> [EXERCISE DESCRIPTION]: Would you copy out each line of the records below that includes the word "brown"?

> [GIVEN DATA]:

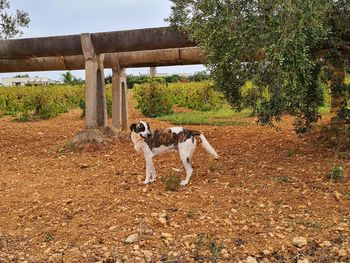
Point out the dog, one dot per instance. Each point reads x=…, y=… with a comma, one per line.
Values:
x=152, y=143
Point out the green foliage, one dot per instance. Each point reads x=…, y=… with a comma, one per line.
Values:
x=205, y=242
x=279, y=43
x=157, y=99
x=199, y=76
x=39, y=102
x=200, y=96
x=222, y=117
x=10, y=24
x=69, y=79
x=153, y=99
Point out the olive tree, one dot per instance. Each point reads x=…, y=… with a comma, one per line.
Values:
x=281, y=46
x=10, y=24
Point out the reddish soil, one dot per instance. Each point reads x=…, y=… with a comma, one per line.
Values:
x=80, y=205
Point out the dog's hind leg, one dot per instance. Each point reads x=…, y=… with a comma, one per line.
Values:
x=186, y=150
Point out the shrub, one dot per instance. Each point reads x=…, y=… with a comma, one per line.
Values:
x=153, y=99
x=200, y=96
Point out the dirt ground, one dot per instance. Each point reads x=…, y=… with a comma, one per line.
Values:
x=268, y=188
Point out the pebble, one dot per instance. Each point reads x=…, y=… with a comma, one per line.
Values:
x=166, y=235
x=250, y=259
x=113, y=228
x=326, y=243
x=162, y=220
x=299, y=242
x=132, y=238
x=342, y=253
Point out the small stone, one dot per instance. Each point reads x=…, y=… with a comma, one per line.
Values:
x=337, y=195
x=299, y=242
x=132, y=238
x=326, y=243
x=113, y=228
x=148, y=254
x=162, y=220
x=166, y=235
x=250, y=259
x=342, y=253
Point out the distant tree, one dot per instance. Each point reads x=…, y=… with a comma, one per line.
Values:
x=21, y=76
x=279, y=45
x=108, y=79
x=69, y=79
x=10, y=24
x=172, y=78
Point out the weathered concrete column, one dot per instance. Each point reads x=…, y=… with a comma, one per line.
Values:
x=119, y=96
x=95, y=96
x=116, y=99
x=152, y=72
x=124, y=100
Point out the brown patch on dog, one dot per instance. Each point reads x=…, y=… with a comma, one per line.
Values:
x=166, y=137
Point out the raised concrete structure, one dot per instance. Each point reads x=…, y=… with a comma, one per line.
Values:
x=117, y=50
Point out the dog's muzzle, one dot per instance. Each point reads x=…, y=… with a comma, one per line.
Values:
x=146, y=136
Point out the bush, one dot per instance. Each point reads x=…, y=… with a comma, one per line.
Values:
x=153, y=99
x=39, y=102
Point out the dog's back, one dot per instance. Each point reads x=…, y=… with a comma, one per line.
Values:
x=170, y=137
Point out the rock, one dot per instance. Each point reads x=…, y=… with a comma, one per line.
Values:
x=132, y=238
x=337, y=195
x=188, y=237
x=342, y=253
x=162, y=220
x=113, y=228
x=224, y=253
x=299, y=242
x=250, y=259
x=166, y=235
x=326, y=243
x=148, y=254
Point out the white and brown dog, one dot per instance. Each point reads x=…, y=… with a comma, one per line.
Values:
x=152, y=143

> [SOLUTION FOR THIS PROBLEM]:
Point out the brown patch on dog, one dot per instance. Each point reads x=…, y=… with a comma, one per line.
Point out the white and brown dog, one dot per instance. Each point reads x=…, y=… with a comma, one per line.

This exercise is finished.